- _TEKS YANG DISEDIAKAN_:

▶

Potret Buram Guru Honorer

Oleh : Eviyanti
Pendidik Generasi dan Member Akademi Menulis Kreatif 

Guru identik dengan ungkapan pahlawan tanpa tanda jasa. Namun, kenyataannya gurulah yang paling banyak memberi jasa dalam kehidupan manusia. Karena jasa guru, banyak manusia menjadi orang mulia dan terhormat. Itulah mengapa Islam menempatkan guru pada posisi yang sangat mulia.

Salah satu keutamaan guru menurut sebuah hadis yang menyebutkan, "Sesungguhnya Allah, para malaikat dan semua makhluk yang ada di langit dan di bumi, sampai semut yang ada di liangnya dan juga ikan besar, semuanya bershalawat kepada muallim (orang yang berilmu dan mengajarkannya) yang mengajarkan kebaikan kepada manusia." (HR. Tirmidzi)

Mengapa guru diposisikan sebagai profesi yang begitu mulia? Karena guru adalah orang yang dikaruniai ilmu oleh Allah Swt. Dan dengan ilmunya itu ia menjadi perantara manusia yang lain untuk mendapatkan, memperoleh serta menuju kebaikan, baik di dunia maupun di akhirat. Selain itu, guru tidak hanya bertugas menyampaikan ilmu, tetapi juga mendidik muridnya untuk menjadi manusia beradab.

Tentu dibalik kewajiban dalam menjalankan amanah tersebut, harus diiringi dengan pemenuhan hak yang setara dengan tanggungjawabnya yang besar.

◀

- _TUGAS_:
[a] Menurut teks tentang guru honorer di atas, apa tugas guru selain menyampaikan ilmu?
[b] Tuliskan kembali seluruh bagian teks tentang guru honorer dari "Mengapa guru diposisikan" hingga "tanggungjawabnya yang besar.", lalu ganti "muridnya" dengan "peserta didiknya".

- _MATERI YANG DISEDIAKAN_:
▶

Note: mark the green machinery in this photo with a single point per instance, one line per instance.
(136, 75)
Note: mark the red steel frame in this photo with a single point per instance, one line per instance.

◀

- _JAWABAN TIAP TUGAS_:
[a] Guru juga bertugas mendidik muridnya untuk menjadi manusia beradab.

[b]
Mengapa guru diposisikan sebagai profesi yang begitu mulia? Karena guru adalah orang yang dikaruniai ilmu oleh Allah Swt. Dan dengan ilmunya itu ia menjadi perantara manusia yang lain untuk mendapatkan, memperoleh serta menuju kebaikan, baik di dunia maupun di akhirat. Selain itu, guru tidak hanya bertugas menyampaikan ilmu, tetapi juga mendidik peserta didiknya untuk menjadi manusia beradab.

Tentu dibalik kewajiban dalam menjalankan amanah tersebut, harus diiringi dengan pemenuhan hak yang setara dengan tanggungjawabnya yang besar.